DIRECTION
Transcribe the material in full. Nothing should differ except that the pictures are left out.

RECORD SET
++++++++++

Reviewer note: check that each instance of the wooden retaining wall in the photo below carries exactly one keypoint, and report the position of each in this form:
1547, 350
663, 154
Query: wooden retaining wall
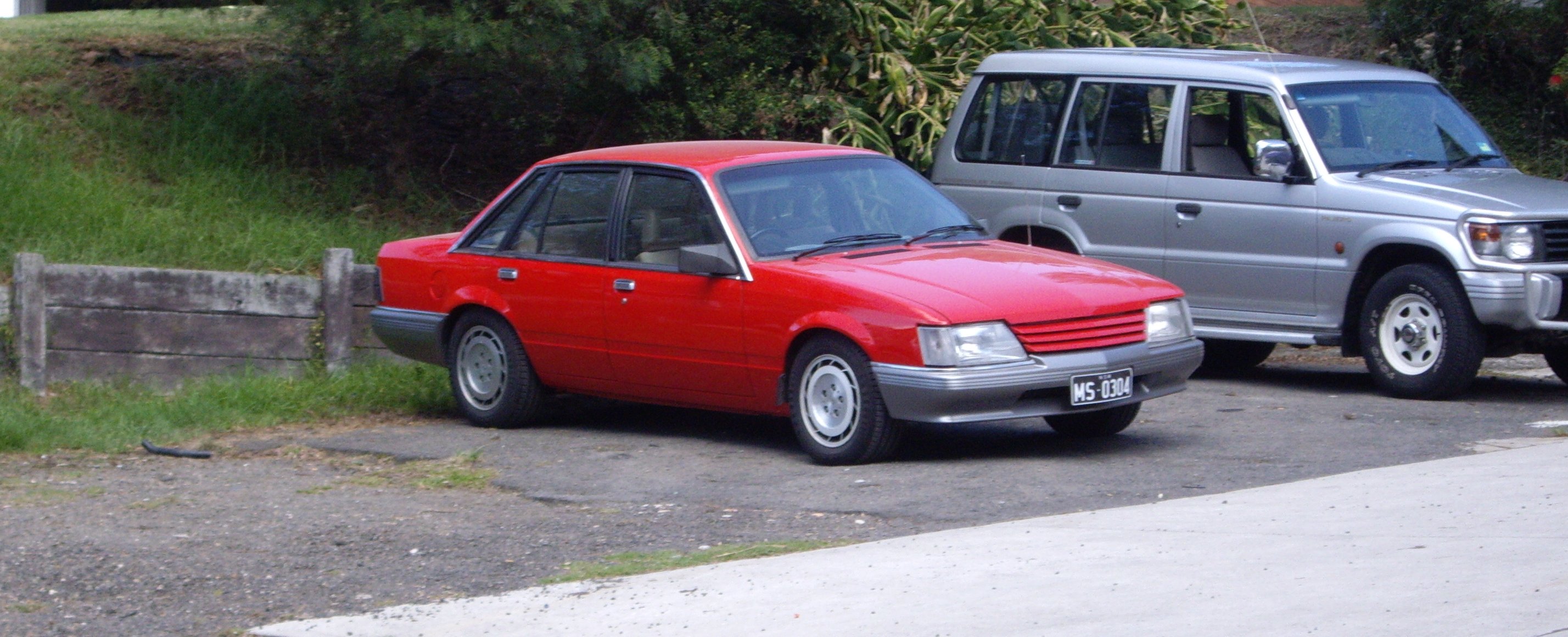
96, 322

++++++++++

COMPLETE OUTPUT
Reviewer note: check that each instance of the wooden retaining wall in the photo below carries exactly one keypoint, and report the position of each in this form:
1547, 350
663, 154
Query: wooden retaining wall
96, 322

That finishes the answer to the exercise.